Passage provided:
=-=-=

With all this, what I would tell my younger self (and if I’m being honest, myself today):

  1. Things will always work themselves out. You don’t need to fix everything.
  2. You’re doing exactly what you should be doing if you’re fulfilled in what you’re doing.
  3. You need close relationships. Quality over quantity is key.
  4. Sometimes good enough is more valuable than perfection.
  5. Have a healthy level of skepticism but try to assume good intent when possible.
  6. Trust in others. They have your back more than you might assume.
  7. Trust yourself to be right. You’re smarter than you think.
  8. Celebrate your wins. You deserve recognition sometimes.
  9. Focus on what you want instead of what you don’t.

And finally, it was at this very moment that I realized—I am a millennial, and that’s OK. Things failed terribly in my life, and that’s OK. I missed out on having a traditional upbringing, and that’s OK. I’m still young and learning, and that’s OK. I belong, and I needed to stop questioning that in order to move forward.

=-=-=

Extracted data:
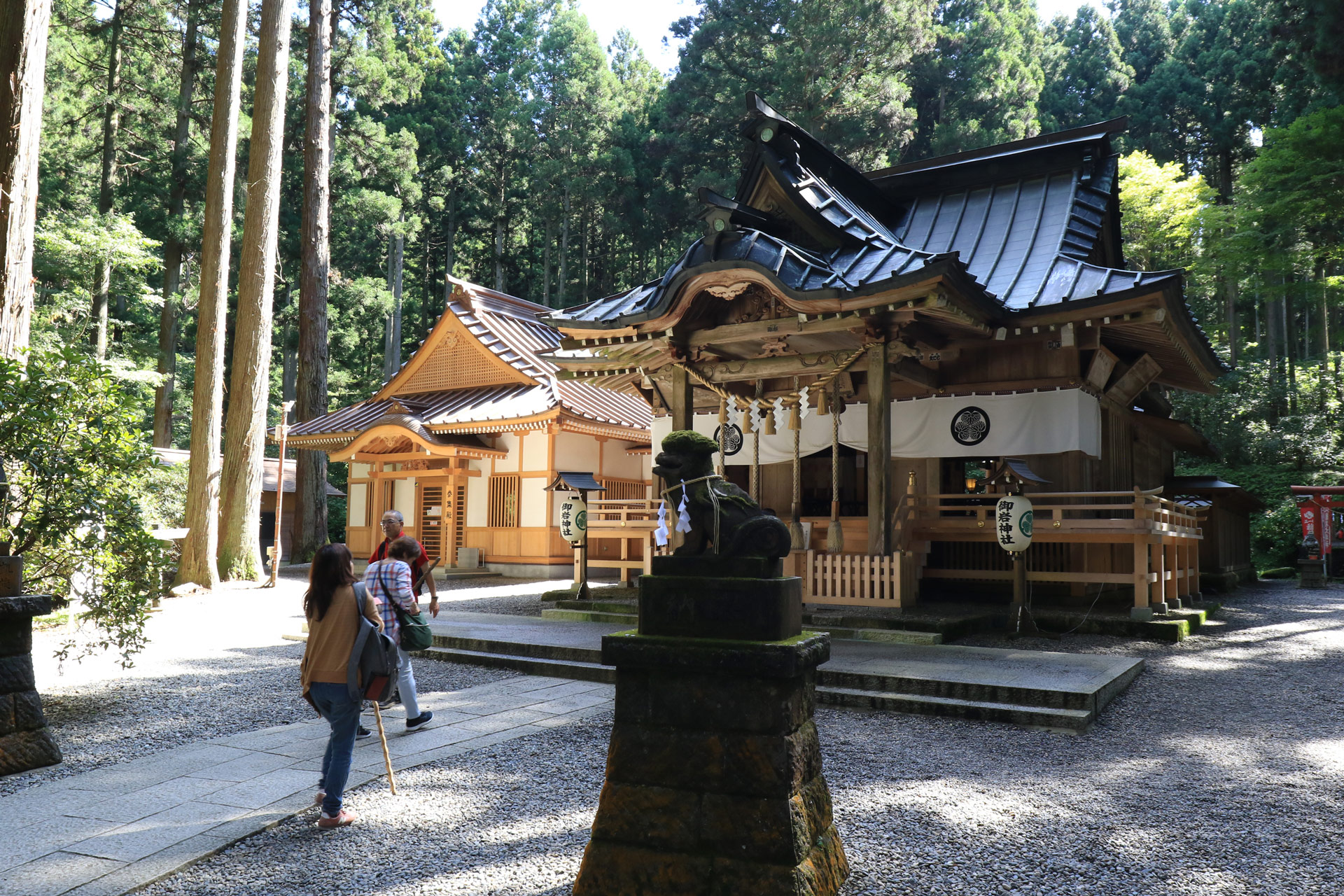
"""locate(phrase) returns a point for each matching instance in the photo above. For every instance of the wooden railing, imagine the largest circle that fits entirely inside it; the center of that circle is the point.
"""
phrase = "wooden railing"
(628, 526)
(1159, 536)
(1121, 539)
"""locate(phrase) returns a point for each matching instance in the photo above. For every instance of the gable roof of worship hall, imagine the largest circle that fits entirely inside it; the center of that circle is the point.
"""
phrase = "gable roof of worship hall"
(479, 371)
(983, 245)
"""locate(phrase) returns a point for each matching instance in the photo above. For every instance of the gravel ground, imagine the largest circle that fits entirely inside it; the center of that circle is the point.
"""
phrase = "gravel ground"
(1218, 773)
(216, 665)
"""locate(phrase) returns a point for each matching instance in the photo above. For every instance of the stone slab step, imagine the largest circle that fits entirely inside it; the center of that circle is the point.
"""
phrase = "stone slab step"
(536, 650)
(597, 605)
(888, 636)
(1053, 719)
(590, 615)
(531, 665)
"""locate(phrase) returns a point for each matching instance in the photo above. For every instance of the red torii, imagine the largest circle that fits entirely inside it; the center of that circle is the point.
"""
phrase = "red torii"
(1315, 504)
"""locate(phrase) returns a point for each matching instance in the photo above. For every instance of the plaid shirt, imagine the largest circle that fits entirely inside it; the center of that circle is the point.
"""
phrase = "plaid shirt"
(390, 580)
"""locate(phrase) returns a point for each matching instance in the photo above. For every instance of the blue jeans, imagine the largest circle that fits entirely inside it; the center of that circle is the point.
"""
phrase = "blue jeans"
(406, 685)
(335, 706)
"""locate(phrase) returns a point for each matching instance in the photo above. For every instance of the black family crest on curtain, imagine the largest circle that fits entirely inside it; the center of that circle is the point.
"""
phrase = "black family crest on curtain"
(971, 426)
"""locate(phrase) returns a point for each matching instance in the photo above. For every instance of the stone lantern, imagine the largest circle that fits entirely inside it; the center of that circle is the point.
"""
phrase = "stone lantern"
(24, 739)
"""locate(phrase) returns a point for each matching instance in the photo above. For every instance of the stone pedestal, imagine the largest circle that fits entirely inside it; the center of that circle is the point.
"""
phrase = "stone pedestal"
(24, 739)
(714, 780)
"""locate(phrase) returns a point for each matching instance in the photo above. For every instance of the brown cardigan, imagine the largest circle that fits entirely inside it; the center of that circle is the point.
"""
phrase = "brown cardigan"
(332, 637)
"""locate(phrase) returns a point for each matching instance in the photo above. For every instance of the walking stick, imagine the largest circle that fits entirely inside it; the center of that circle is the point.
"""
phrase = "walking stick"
(382, 735)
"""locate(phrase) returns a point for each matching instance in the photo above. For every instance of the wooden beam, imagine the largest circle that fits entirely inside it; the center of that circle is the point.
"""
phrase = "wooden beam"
(760, 368)
(683, 399)
(1098, 372)
(773, 330)
(913, 371)
(1135, 381)
(879, 451)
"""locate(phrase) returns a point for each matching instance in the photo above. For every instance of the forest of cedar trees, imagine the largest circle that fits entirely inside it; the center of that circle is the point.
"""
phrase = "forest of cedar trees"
(527, 156)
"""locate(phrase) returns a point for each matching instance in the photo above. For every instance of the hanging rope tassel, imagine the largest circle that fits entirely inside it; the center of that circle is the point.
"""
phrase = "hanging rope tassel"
(796, 514)
(835, 533)
(753, 412)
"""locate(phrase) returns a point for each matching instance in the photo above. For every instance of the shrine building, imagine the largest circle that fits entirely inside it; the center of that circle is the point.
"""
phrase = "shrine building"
(468, 434)
(969, 323)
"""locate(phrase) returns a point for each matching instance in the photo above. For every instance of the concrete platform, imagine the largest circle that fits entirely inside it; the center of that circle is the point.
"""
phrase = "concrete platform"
(1042, 690)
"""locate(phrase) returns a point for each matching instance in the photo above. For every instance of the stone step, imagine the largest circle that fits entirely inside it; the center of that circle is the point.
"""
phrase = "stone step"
(590, 615)
(597, 605)
(1053, 719)
(889, 636)
(531, 665)
(559, 653)
(960, 691)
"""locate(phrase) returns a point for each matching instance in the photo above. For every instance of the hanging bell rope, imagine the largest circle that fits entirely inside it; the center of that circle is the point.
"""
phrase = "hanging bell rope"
(796, 511)
(723, 435)
(835, 533)
(756, 449)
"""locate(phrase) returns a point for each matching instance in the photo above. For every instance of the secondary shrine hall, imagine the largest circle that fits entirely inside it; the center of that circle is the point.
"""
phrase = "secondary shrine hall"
(875, 352)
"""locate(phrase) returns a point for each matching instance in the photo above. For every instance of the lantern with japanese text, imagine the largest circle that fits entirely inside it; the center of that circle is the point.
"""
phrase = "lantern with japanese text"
(573, 517)
(1012, 523)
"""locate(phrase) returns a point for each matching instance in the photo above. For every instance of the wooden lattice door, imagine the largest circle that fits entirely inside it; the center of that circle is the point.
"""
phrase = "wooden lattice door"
(442, 520)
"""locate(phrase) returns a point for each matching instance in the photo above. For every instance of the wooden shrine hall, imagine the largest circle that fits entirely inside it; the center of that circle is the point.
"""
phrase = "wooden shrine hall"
(942, 316)
(465, 437)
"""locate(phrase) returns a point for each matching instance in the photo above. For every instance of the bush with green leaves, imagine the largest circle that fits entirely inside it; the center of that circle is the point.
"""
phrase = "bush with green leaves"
(81, 501)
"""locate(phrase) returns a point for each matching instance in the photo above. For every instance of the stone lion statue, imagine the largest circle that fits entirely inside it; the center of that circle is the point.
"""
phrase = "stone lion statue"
(745, 531)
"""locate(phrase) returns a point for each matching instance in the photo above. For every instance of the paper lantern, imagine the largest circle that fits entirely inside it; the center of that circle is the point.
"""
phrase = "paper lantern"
(1012, 523)
(573, 519)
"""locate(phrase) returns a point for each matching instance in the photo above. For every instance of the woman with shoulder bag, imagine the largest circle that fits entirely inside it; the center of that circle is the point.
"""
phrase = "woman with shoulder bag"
(334, 605)
(388, 584)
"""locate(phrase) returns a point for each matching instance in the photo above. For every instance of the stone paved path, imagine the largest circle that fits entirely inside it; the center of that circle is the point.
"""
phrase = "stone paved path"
(116, 830)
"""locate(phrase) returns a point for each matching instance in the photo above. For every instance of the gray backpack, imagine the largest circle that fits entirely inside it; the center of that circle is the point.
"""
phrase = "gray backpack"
(374, 660)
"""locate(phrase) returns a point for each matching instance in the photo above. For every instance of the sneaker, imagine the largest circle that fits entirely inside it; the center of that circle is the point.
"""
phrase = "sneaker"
(344, 818)
(419, 722)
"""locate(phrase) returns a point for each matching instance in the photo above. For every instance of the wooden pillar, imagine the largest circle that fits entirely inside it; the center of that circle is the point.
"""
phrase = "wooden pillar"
(683, 400)
(879, 451)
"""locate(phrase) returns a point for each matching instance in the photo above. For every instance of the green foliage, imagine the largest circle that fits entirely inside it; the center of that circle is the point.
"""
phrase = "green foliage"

=-=-=

Problems to work on:
A – In the advice to a younger self, what does the text say is key in close relationships?
B – Reproduce the part of the advice to a younger self starting with "5. Have a healthy" and going on through "what you don’t.".

Solutions by task:
A – Quality over quantity is key.

B –
5. Have a healthy level of skepticism but try to assume good intent when possible.
  6. Trust in others. They have your back more than you might assume.
  7. Trust yourself to be right. You’re smarter than you think.
  8. Celebrate your wins. You deserve recognition sometimes.
  9. Focus on what you want instead of what you don’t.